● **THE TASK**: The lines below, beginning at the one that contains "Target phrase = orange lava" and ending at the last, are to be retyped exactly.
▽
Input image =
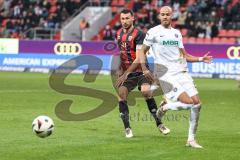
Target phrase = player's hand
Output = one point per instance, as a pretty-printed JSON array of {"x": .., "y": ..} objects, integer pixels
[
  {"x": 121, "y": 79},
  {"x": 119, "y": 73},
  {"x": 207, "y": 58},
  {"x": 148, "y": 75}
]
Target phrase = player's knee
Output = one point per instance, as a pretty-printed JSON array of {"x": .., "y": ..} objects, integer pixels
[
  {"x": 146, "y": 94},
  {"x": 123, "y": 94},
  {"x": 188, "y": 101}
]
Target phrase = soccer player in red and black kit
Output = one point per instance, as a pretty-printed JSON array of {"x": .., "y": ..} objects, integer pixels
[{"x": 130, "y": 39}]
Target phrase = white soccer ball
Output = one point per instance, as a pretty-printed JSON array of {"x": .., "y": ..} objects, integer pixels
[{"x": 43, "y": 126}]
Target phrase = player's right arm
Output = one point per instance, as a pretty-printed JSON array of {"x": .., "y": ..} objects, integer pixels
[
  {"x": 147, "y": 43},
  {"x": 142, "y": 58}
]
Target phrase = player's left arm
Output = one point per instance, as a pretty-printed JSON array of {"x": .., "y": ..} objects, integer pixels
[
  {"x": 190, "y": 58},
  {"x": 138, "y": 41}
]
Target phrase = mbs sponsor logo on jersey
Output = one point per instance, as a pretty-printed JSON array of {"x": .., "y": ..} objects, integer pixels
[
  {"x": 233, "y": 53},
  {"x": 170, "y": 43},
  {"x": 67, "y": 48}
]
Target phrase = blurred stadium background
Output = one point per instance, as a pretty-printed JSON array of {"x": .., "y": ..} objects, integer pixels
[{"x": 40, "y": 35}]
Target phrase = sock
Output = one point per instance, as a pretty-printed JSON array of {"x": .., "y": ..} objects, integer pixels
[
  {"x": 153, "y": 109},
  {"x": 177, "y": 106},
  {"x": 193, "y": 121},
  {"x": 124, "y": 113}
]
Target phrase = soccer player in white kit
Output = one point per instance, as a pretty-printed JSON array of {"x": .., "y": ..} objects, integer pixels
[{"x": 170, "y": 59}]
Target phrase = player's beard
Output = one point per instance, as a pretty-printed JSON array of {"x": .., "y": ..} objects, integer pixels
[
  {"x": 166, "y": 24},
  {"x": 127, "y": 26}
]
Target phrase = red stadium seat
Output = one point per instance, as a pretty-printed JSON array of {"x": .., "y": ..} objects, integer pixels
[
  {"x": 114, "y": 9},
  {"x": 222, "y": 33},
  {"x": 200, "y": 40},
  {"x": 121, "y": 2},
  {"x": 227, "y": 41},
  {"x": 185, "y": 40},
  {"x": 207, "y": 40},
  {"x": 216, "y": 40},
  {"x": 238, "y": 33},
  {"x": 192, "y": 40},
  {"x": 231, "y": 33},
  {"x": 184, "y": 32},
  {"x": 114, "y": 3}
]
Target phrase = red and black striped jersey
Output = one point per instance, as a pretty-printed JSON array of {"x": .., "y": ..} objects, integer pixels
[{"x": 127, "y": 43}]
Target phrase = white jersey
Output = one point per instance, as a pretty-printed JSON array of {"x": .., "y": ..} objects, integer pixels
[{"x": 165, "y": 44}]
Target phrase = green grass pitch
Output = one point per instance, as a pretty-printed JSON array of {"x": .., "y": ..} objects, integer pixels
[{"x": 24, "y": 96}]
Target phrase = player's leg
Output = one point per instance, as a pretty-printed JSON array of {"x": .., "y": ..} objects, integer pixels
[
  {"x": 187, "y": 83},
  {"x": 123, "y": 92},
  {"x": 151, "y": 103},
  {"x": 193, "y": 122},
  {"x": 174, "y": 94}
]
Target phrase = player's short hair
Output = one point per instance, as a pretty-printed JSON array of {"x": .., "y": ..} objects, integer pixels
[{"x": 126, "y": 11}]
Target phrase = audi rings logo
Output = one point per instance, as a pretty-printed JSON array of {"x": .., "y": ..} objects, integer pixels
[
  {"x": 233, "y": 53},
  {"x": 67, "y": 48}
]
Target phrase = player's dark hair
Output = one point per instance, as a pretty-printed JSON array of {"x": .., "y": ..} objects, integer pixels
[{"x": 126, "y": 11}]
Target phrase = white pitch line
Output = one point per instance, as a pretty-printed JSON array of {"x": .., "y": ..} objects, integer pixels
[{"x": 24, "y": 91}]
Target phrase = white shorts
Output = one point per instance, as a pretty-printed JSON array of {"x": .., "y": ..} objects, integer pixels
[{"x": 174, "y": 85}]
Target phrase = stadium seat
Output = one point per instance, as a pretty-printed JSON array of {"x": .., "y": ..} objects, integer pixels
[
  {"x": 222, "y": 33},
  {"x": 185, "y": 40},
  {"x": 184, "y": 32},
  {"x": 216, "y": 40},
  {"x": 238, "y": 33},
  {"x": 114, "y": 9},
  {"x": 207, "y": 40},
  {"x": 121, "y": 2},
  {"x": 200, "y": 40},
  {"x": 192, "y": 40},
  {"x": 231, "y": 33}
]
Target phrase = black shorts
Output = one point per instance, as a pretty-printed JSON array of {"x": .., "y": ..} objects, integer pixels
[{"x": 135, "y": 79}]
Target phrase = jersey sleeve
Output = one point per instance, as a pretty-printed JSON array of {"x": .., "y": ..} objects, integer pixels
[
  {"x": 180, "y": 45},
  {"x": 139, "y": 39},
  {"x": 149, "y": 39}
]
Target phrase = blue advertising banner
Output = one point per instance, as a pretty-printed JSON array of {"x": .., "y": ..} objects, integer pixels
[{"x": 46, "y": 61}]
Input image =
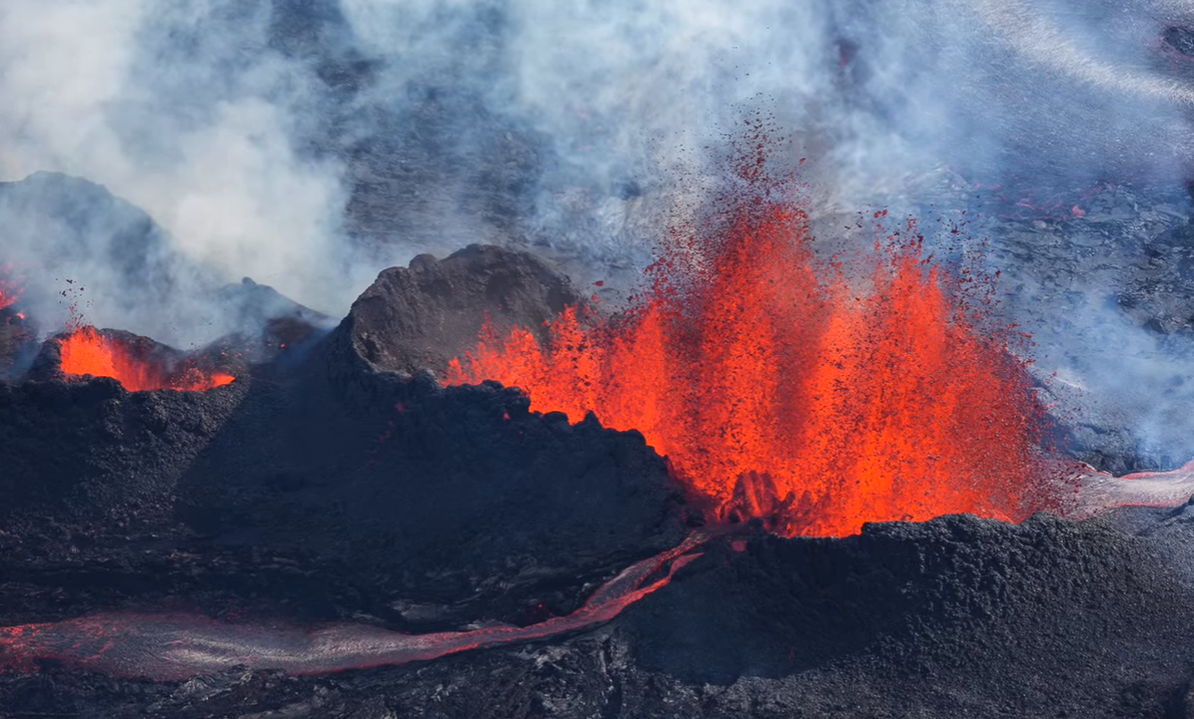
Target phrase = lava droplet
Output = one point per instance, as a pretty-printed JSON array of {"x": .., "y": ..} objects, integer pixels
[
  {"x": 86, "y": 351},
  {"x": 782, "y": 389}
]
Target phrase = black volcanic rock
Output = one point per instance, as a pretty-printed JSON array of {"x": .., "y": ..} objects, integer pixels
[
  {"x": 92, "y": 455},
  {"x": 952, "y": 618},
  {"x": 441, "y": 505},
  {"x": 429, "y": 313}
]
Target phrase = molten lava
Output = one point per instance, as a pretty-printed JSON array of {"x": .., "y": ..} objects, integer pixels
[
  {"x": 174, "y": 647},
  {"x": 780, "y": 388},
  {"x": 86, "y": 351}
]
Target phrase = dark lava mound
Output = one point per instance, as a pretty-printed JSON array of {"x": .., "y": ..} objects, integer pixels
[{"x": 345, "y": 483}]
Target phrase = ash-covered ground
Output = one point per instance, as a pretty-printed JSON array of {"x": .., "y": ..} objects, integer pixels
[{"x": 338, "y": 480}]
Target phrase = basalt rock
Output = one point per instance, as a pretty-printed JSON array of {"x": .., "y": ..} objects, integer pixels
[
  {"x": 951, "y": 618},
  {"x": 430, "y": 507},
  {"x": 429, "y": 313}
]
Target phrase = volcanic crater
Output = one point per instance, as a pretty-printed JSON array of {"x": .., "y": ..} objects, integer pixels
[{"x": 355, "y": 491}]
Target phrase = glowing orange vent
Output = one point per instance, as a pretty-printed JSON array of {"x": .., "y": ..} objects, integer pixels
[
  {"x": 780, "y": 387},
  {"x": 85, "y": 351}
]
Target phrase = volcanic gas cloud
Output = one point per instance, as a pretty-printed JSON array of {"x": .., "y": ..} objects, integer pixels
[
  {"x": 86, "y": 351},
  {"x": 814, "y": 395},
  {"x": 10, "y": 288}
]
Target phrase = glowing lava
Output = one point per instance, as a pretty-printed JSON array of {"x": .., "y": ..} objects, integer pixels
[
  {"x": 10, "y": 289},
  {"x": 777, "y": 387},
  {"x": 173, "y": 647},
  {"x": 86, "y": 351}
]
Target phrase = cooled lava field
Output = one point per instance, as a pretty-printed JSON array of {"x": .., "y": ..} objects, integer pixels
[{"x": 640, "y": 361}]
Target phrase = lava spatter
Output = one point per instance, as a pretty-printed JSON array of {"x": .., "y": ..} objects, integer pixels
[
  {"x": 174, "y": 647},
  {"x": 786, "y": 388},
  {"x": 86, "y": 351}
]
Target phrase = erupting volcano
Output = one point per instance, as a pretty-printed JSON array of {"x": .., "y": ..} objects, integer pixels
[
  {"x": 782, "y": 388},
  {"x": 86, "y": 351}
]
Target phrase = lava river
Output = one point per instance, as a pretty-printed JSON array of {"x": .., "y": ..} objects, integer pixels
[{"x": 173, "y": 647}]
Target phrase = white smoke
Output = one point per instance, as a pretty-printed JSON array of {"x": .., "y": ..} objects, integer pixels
[{"x": 313, "y": 154}]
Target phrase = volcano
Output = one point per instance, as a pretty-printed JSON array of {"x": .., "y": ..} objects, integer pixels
[{"x": 194, "y": 549}]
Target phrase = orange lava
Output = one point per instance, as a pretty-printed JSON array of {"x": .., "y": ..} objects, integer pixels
[
  {"x": 85, "y": 351},
  {"x": 780, "y": 388}
]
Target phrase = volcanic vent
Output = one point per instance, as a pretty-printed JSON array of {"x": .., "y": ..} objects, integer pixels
[{"x": 780, "y": 386}]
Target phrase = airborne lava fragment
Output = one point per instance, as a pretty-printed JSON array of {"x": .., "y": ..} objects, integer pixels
[{"x": 87, "y": 351}]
△
● **ANSWER SPACE**:
Target phrase = orange lava
Output = one point per instance, as a pretty-printed JSON array of {"x": .., "y": ..} objects, integer pixels
[
  {"x": 85, "y": 351},
  {"x": 780, "y": 388}
]
Target phrase = volcanic vent
Output = one point per instance, as a pretty-printed JSON array of {"x": .., "y": ..} objects, integer pixels
[{"x": 780, "y": 386}]
Target phrase = airborne lava fragment
Output = one point per instance, as a pretty-printed JSON array of {"x": .., "y": ..} objects, integer pixels
[{"x": 87, "y": 351}]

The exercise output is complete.